__Page excerpt__:
###
Three Years of Washington’s Cannabis Holiday Economy Comparison (2022 – 2024)
Washington’s Cannabis Holiday Economy Hits $1.8 Billion — Three Years of Growth, Discounts, and Data Maturity
The Bottom Line Up Front
In just three years, Washington’s cannabis holiday economy evolved from a small, high-margin niche into a billion-dollar retail machine. The numbers speak for themselves:
More participation,
More transparency, and
More competition.
If 2022 was the baseline and 2023 the trial run, then 2024 was the breakthrough year — a turning point when Washington’s cannabis market finally began behaving like the mature retail ecosystem it’s long promised to become.
Trends at a Glance
| Metric | 2022 → 2023 Change | 2023 → 2024 Change |
|---|---|---|
| Licensees Reporting | ▼ 30 % | ▲ 2,590 % |
| Total Revenue | ▼ 62 % | ▲ 2,885 % |
| Avg. Discount % | ▲ 5.4 pts | ▲ 13.2 pts |
The data reveal a classic emerging-market curve: contraction, adaptation, and explosive scale once systems and participation align.
Total Revenue by Year
Bar Chart: Licensees Reporting

Overview
Every winter, Washington’s cannabis market tells a story through its data — a reflection of how retailers, producers, and consumers adapt to shifting regulations, supply dynamics, and price pressures.
Using statewide CCRS data from 2022 to 2024, we compared three key metrics for the holiday period (Black Friday → New Year’s Day):
Summary Table
| Year | Licensees Reporting | Total Revenue | Avg. Discount % |
|---|---|---|---|
| 2022 | 56 | $158 million | 0.46 % |
| 2023 | 39 | $59.7 million | 5.88 % |
| 2024 | 1,050 | $1.78 billion | 19.1 % |
2022 — A Cautious Baseline
In 2022, Washington’s cannabis retailers approached the holidays conservatively. Only 56 licensees reported data, generating roughly $158 million in revenue with virtually no discounting activity (0.46 %).
###
__Data provided__:
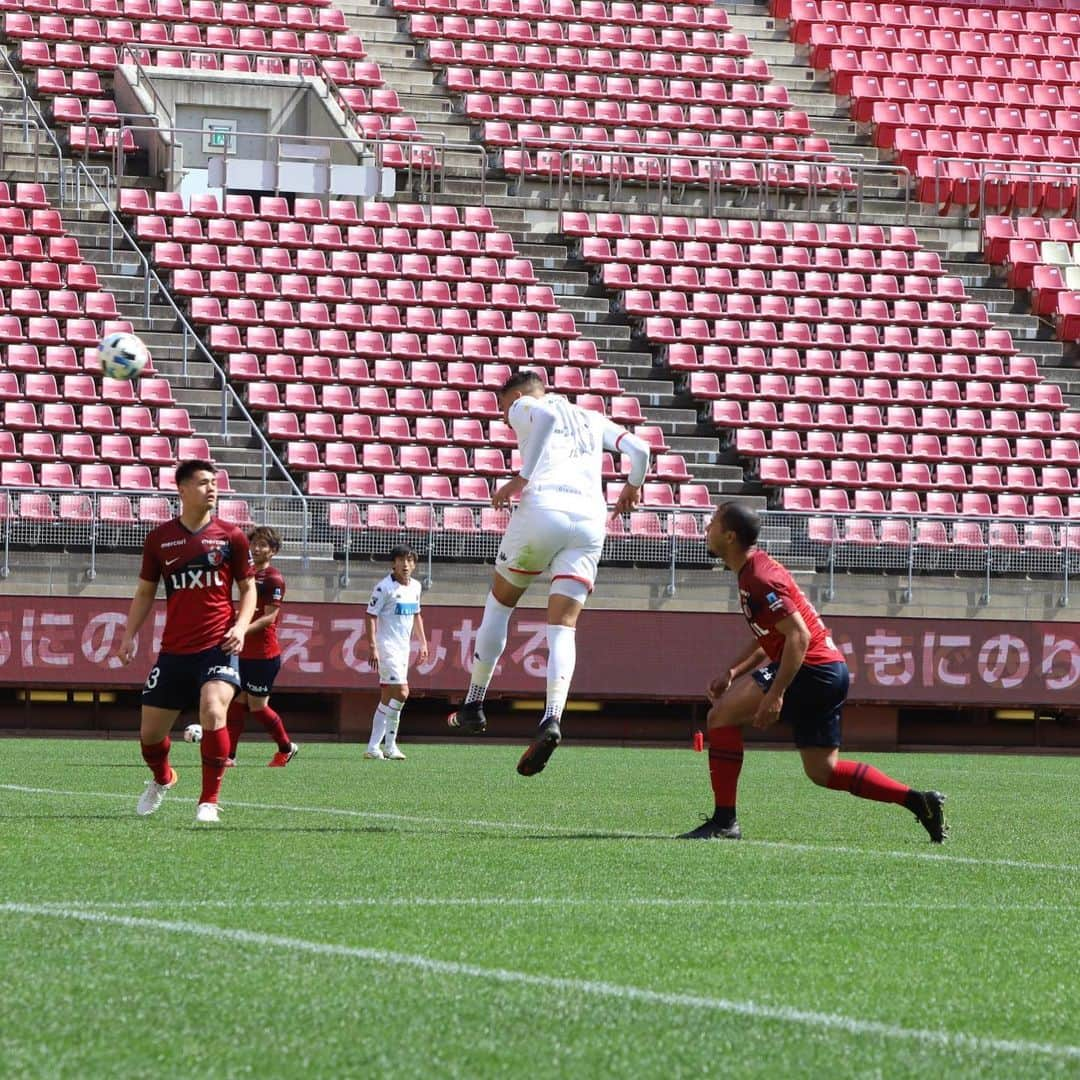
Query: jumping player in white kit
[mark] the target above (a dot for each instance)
###
__Problems and tasks__:
1 > Summarize the report on Washington's cannabis holiday economy in two sentences.
2 > Reproduce the passage of the Washington cannabis holiday report from "If 2022 was" to "and participation align.".
3 > Write the next part of the report on Washington's cannabis holiday economy, picking up after its final sentence.
The data above come from a different source than the text.

__Exercise responses__:
1 > Over three years, Washington's cannabis holiday economy grew from a small, high-margin niche into a billion-dollar retail market, and 2024 was the breakthrough year. Statewide CCRS data for Black Friday through New Year's Day show a dip in 2023, then a rise by 2024 to 1,050 licensees reporting (up from 56 in 2022), $1.78 billion in revenue (up from $158 million), and an average discount of 19.1% (up from 0.46%).

2 >
If 2022 was the baseline and 2023 the trial run, then 2024 was the breakthrough year — a turning point when Washington’s cannabis market finally began behaving like the mature retail ecosystem it’s long promised to become.
Trends at a Glance
| Metric | 2022 → 2023 Change | 2023 → 2024 Change |
|---|---|---|
| Licensees Reporting | ▼ 30 % | ▲ 2,590 % |
| Total Revenue | ▼ 62 % | ▲ 2,885 % |
| Avg. Discount % | ▲ 5.4 pts | ▲ 13.2 pts |
The data reveal a classic emerging-market curve: contraction, adaptation, and explosive scale once systems and participation align.

3 >
This period marked the post-pandemic normalization of retail operations: inventory was tight, margins were protected, and data participation was still fragmented. The industry’s watchword that winter was stability — not growth.
2023 — A Contraction Year with Competitive Pressure
By 2023, total reported revenue fell sharply to $59.7 million, as only 39 active licensees submitted CCRS data during the holiday window.
Yet this smaller dataset revealed an important behavioral shift: average discounting jumped to 5.9 %, signaling that retailers began using price incentives to move volume amid rising competition and consumer price sensitivity.
2023 thus stands as a compression year — one where operators tested markdown strategies and tightened cost controls ahead of the coming data-reporting expansion.
2024 — Scale Arrives
Then came 2024, and with it, the inflection point.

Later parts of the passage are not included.